Source records:
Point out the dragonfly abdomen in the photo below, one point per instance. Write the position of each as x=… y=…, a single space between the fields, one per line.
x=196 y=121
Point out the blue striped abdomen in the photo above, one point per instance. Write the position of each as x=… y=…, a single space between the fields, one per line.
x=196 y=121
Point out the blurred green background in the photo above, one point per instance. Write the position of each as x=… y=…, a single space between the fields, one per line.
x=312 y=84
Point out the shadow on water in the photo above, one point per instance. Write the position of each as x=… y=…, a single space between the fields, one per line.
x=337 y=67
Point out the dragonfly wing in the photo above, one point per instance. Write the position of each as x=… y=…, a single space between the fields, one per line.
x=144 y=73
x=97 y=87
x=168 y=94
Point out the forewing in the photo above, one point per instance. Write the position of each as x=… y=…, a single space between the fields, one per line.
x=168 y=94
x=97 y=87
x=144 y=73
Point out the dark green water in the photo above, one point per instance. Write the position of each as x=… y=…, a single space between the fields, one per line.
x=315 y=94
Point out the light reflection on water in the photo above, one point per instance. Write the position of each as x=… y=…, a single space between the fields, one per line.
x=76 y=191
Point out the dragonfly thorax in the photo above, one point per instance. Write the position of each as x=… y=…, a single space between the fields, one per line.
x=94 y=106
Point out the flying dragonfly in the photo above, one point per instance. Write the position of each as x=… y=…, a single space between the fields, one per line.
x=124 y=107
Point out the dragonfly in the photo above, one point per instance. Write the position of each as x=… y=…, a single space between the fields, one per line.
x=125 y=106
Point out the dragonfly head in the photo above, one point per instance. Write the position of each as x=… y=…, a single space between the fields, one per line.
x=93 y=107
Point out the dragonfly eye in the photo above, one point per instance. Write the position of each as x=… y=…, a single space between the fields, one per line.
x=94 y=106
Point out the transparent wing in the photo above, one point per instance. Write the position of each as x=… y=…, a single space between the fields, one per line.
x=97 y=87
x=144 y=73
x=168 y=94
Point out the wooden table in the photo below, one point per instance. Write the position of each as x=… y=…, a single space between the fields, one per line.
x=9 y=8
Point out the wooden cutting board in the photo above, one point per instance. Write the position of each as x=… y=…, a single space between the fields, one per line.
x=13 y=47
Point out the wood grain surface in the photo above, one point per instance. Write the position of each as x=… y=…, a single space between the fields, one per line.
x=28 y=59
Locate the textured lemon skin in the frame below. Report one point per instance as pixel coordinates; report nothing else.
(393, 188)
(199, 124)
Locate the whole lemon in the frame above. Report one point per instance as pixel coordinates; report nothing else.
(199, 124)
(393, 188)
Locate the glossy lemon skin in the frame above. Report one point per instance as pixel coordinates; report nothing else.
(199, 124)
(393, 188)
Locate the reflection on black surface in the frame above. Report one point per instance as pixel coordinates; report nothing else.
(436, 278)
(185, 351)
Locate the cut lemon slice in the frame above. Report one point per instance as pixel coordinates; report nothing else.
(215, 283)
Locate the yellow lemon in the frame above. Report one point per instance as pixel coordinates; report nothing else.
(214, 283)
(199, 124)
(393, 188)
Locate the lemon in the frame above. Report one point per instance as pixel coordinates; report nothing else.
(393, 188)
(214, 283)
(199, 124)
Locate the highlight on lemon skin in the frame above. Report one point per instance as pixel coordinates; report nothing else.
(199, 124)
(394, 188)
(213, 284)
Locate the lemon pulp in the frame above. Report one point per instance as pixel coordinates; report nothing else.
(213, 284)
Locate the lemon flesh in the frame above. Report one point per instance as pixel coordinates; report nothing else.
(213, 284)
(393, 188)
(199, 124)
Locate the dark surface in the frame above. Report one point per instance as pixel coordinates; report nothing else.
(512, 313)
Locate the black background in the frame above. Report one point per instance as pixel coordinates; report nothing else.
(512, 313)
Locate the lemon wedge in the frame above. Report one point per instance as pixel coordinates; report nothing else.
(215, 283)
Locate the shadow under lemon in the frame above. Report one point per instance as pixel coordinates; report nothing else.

Task requirements: An exact reproduction of the listing is needed.

Answer section:
Point out the dragonfly abdomen in the photo below, one point per instance. Write the position of each as x=… y=…, a single space between the fields, one per line.
x=196 y=121
Point out the blue striped abdomen in the photo above, one point per instance. Write the position of each as x=… y=…, a single space between the fields, one per line.
x=196 y=121
Point out the blurred green background in the photo above, one point per instance. Write the position of each as x=… y=…, a single space between the fields, one per line.
x=312 y=84
Point out the shadow on water in the photo above, one point per instance. Write the position of each as x=… y=…, a single space between the fields, one per line.
x=337 y=67
Point out the dragonfly wing in the photo above, one point per instance. Write the position of each as x=… y=…, a single space between the fields, one per line.
x=144 y=73
x=97 y=87
x=168 y=94
Point out the forewing in the photo above, one point per instance. Write the position of each as x=… y=…, a single space between the fields, one per line.
x=168 y=94
x=97 y=87
x=144 y=73
Point out the dark green water in the photo above, one point per instance. Write the position of each as x=… y=…, a single space between the fields, one per line.
x=315 y=94
Point out the light reflection on water in the photo above, one point per instance. Write the position of each as x=… y=…, a single space between the fields, one per line.
x=76 y=191
Point out the dragonfly thorax in the photo above, one point per instance. Write the position of each as x=… y=…, a single space between the fields, one per line.
x=94 y=106
Point out the flying dragonfly in the photo above, one point per instance. Write the position of each as x=… y=…, a single space between the fields, one per line.
x=124 y=107
Point out the dragonfly in the photo above, one point per instance. Write the position of each as x=… y=…, a single space between the fields, one per line.
x=125 y=106
Point out the dragonfly head in the photo above, one point per instance. Write the position of each as x=… y=…, a single space between the fields, one per line.
x=93 y=107
Point out the dragonfly eye in the photo above, one point per instance. Write the position of each as x=… y=…, a single space between the fields, one per line.
x=94 y=106
Point out the transparent wing in the photo above, one point per instance. Write the position of each as x=… y=…, a single space between the fields, one per line.
x=97 y=87
x=144 y=73
x=168 y=94
Point out the wooden table in the photo below, one point per instance. Write the position of each as x=… y=…, a single space between the fields, one per line.
x=9 y=8
Point out the wooden cutting board in the photo above, one point per instance. Write the position of each as x=… y=…, a single space between the fields, one per line.
x=13 y=47
Point out the wood grain surface in the photo above, one point per instance. Write the position of each as x=… y=…, a single space between the fields, one per line.
x=28 y=59
Locate the textured lemon skin in the frame below. Report one point per instance as pixel coordinates; report nothing else.
(393, 188)
(199, 124)
Locate the whole lemon in the frame above. Report one point per instance as pixel coordinates; report nothing else.
(199, 124)
(393, 188)
Locate the glossy lemon skin in the frame above. Report one point per instance as pixel coordinates; report nothing else.
(199, 124)
(393, 188)
Locate the reflection on black surface in the frame above. Report one point per instance as pixel coordinates; report nothing else.
(436, 278)
(185, 351)
Locate the cut lemon slice in the frame above. Report one point per instance as pixel coordinates; report nothing else.
(215, 283)
Locate the yellow lemon in the frame above. Report one point per instance as pixel coordinates; report nothing else.
(214, 283)
(199, 124)
(393, 188)
Locate the lemon in the frame above. Report one point per instance as pixel coordinates; report nothing else.
(393, 188)
(214, 283)
(199, 124)
Locate the highlight on lemon skin in the frame above. Report one point per instance as pixel coordinates; report nothing else.
(199, 124)
(394, 188)
(213, 284)
Locate the lemon pulp in the frame above. Report one point per instance as pixel coordinates; report nothing else.
(213, 284)
Locate the lemon flesh in the frame above. Report one point per instance as pixel coordinates; report nothing else.
(213, 284)
(393, 188)
(199, 124)
Locate the dark surface in the frame above. Report one point per instance as pixel coordinates; report nothing else.
(512, 313)
Locate the black background in the frame above. Report one point per instance as pixel coordinates; report nothing else.
(512, 313)
Locate the lemon wedge in the frame above. Report one point per instance as pixel coordinates; report nothing else.
(215, 283)
Locate the shadow under lemon in the frame above. Report one point per instance as pixel coordinates; report nothing else.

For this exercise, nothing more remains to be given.